**Information shown:**
::::

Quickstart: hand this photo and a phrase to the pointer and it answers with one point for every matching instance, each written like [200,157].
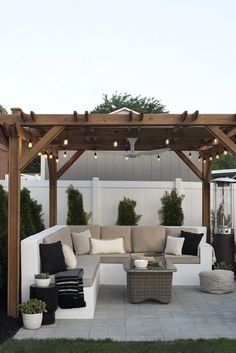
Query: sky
[57,56]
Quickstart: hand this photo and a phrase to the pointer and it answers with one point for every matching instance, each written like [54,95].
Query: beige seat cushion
[183,259]
[114,258]
[62,235]
[94,229]
[148,239]
[115,232]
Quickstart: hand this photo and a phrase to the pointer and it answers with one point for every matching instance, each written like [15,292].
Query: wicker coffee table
[154,282]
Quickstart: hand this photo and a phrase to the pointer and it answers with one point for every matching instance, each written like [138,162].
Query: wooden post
[206,197]
[14,224]
[52,192]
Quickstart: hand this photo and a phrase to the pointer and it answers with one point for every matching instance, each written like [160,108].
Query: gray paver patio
[191,314]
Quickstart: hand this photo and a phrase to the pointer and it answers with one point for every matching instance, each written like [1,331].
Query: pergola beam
[69,163]
[120,120]
[190,164]
[40,145]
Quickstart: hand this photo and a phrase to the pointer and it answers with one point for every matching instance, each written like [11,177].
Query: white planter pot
[42,282]
[32,321]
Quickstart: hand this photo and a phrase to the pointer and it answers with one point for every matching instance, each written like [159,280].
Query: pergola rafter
[186,132]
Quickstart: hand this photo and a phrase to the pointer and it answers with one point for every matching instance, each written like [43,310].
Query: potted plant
[32,313]
[42,279]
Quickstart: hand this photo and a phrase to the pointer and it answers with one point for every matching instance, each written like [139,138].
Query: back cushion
[94,229]
[118,232]
[176,231]
[62,235]
[148,239]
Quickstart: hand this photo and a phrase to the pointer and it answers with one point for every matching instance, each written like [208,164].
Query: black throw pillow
[52,258]
[191,242]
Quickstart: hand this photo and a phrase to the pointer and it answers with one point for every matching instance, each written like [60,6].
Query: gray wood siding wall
[113,166]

::::

**Problem details:**
Update the listing from the line with "written like [60,6]." through the end of the listing, changing "siding" to "paneling" and keeping everything else the same.

**Full answer:**
Quickstart: hand this photo and a phrase to the pointer and it answers with one point for every matching instance, each written like [60,6].
Query: gray wood paneling wall
[113,166]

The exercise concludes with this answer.